======== TEXT BLOCK

When Loki was a puppy I took him to Petco to get his puppypac vacc's and there was a woman standing in line with this dog w/ a merle coat, blue eyes a curly tail, he was clearly pit x something and someone asked her what kind of dog she had and she said "Stafforshire". Pulease! Sadly, many people like this get away with the lie because the general public doesn't even know what a true AmStaff or APBT looks like!

:hammer:


----------



## meganc66 (Mar 6, 2009)

uh oh... people tryin to get some beef goin on. 
i think all pittie colors are cute, ESPECIALLLLLYYYY the eddie bauer blue SPECIAL EDITION that i saw on 'bebo' and they totally don't have papers, but the name of their color is just so genuine.


----------



## IronHeadPitz/nz/ (May 9, 2009)

*sadly*

pitbull learner is not a nice person.

shes stealling peoples photos off here stating they are her own, shes using another name on bebo stacy carr. check out my bebo comments to read further and to see pics that have come off here. my bebo bebo.com - Profile from Iron Head Pitz Kennel StudWanted <AshleighB8250>

a club page check out the pics and comments. look for stacy carr comments and pics.
bebo.com - Profile from pittyz <bosspitty>

finding more and more info the more i look. gesh aint it illegal to steal others pics and say they are your own, esp when this woman tried to get me to use lux as a stud dog over my bitch karmah (the bronze with a blue fawn uncle)


----------



## Sadie (Jun 18, 2008)

Guys I am closing this thread as we are looking into this claim. Stealing peoples photo's and studding members dogs that do not belong to them is grounds to be banned. I apologize to Doug owner of Lux. And Dan owner of Grizz for what has happened. And the member responsible for this will be delt with.


----------

================
======== DATA SHOWN

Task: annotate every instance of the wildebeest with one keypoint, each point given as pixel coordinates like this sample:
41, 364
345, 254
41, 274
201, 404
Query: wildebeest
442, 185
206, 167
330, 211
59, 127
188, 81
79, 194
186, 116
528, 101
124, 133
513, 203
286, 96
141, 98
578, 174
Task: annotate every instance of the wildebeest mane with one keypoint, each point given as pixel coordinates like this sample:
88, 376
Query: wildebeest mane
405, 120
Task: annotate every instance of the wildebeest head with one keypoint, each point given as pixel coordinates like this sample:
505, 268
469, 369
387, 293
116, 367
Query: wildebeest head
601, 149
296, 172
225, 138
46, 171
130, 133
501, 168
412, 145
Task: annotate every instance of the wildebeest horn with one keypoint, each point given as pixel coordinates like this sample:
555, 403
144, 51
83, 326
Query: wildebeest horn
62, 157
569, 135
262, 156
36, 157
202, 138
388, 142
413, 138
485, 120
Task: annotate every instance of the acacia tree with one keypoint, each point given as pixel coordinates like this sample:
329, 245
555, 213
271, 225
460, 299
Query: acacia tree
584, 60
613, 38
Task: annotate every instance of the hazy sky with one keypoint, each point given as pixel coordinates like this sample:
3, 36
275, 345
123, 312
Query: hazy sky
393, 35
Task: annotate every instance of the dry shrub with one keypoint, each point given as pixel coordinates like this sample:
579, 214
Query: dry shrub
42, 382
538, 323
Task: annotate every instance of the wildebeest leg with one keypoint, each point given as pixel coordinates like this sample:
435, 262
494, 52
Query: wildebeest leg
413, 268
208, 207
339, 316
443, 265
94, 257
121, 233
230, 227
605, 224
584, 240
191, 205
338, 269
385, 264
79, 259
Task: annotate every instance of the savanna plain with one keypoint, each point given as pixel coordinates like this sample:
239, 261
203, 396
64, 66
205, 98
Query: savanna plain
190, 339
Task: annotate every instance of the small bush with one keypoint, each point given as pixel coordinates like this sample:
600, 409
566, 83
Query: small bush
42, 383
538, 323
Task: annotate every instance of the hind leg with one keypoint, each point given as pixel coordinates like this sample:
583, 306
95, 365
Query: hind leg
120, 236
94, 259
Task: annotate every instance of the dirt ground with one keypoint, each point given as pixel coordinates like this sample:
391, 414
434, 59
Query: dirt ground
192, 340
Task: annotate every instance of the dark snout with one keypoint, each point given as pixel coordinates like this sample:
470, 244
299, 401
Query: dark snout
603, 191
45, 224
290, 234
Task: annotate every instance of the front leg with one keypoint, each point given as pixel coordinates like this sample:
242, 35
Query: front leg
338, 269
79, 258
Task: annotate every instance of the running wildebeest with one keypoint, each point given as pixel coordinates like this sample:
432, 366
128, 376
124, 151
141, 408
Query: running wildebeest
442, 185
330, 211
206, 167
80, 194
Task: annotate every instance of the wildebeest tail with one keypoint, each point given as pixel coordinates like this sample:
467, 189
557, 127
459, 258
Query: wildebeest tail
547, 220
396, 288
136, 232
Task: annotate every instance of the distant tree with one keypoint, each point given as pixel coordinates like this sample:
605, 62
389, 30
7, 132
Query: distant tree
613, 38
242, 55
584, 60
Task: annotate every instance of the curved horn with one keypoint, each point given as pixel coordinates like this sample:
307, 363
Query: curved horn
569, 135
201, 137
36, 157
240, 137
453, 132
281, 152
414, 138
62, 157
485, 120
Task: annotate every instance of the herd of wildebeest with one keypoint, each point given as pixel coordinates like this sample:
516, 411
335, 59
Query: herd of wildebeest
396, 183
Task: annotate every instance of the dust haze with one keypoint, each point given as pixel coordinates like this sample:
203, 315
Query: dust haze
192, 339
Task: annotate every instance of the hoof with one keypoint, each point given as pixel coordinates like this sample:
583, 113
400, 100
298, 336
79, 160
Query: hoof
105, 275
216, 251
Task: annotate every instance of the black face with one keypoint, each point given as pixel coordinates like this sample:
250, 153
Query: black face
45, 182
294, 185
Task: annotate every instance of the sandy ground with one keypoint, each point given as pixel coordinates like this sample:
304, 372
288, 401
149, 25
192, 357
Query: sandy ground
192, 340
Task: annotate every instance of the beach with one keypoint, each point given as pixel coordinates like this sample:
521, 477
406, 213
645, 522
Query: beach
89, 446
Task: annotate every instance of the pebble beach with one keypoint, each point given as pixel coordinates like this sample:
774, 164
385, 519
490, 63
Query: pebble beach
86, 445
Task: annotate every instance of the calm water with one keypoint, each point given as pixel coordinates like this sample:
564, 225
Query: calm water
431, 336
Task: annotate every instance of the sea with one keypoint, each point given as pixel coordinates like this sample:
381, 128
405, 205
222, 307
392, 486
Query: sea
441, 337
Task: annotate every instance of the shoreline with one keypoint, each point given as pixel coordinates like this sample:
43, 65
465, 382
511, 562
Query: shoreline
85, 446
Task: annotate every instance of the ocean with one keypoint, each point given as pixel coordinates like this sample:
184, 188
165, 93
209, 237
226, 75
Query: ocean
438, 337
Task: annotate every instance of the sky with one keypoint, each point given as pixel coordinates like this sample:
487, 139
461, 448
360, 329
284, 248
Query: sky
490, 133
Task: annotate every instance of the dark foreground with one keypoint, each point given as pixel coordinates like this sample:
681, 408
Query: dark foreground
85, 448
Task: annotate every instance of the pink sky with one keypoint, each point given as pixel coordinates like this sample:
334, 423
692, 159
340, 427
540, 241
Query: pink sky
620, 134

================

__PROBLEMS TO SOLVE__:
(1) In the forum thread, what other name was pitbull learner using on bebo?
(2) Retype the part of the forum thread starting with "pitbull learner is" and going on through "comments and pics.".

__THE RESULTS__:
(1) The name stacy carr.

(2)
pitbull learner is not a nice person.

shes stealling peoples photos off here stating they are her own, shes using another name on bebo stacy carr. check out my bebo comments to read further and to see pics that have come off here. my bebo bebo.com - Profile from Iron Head Pitz Kennel StudWanted <AshleighB8250>

a club page check out the pics and comments. look for stacy carr comments and pics.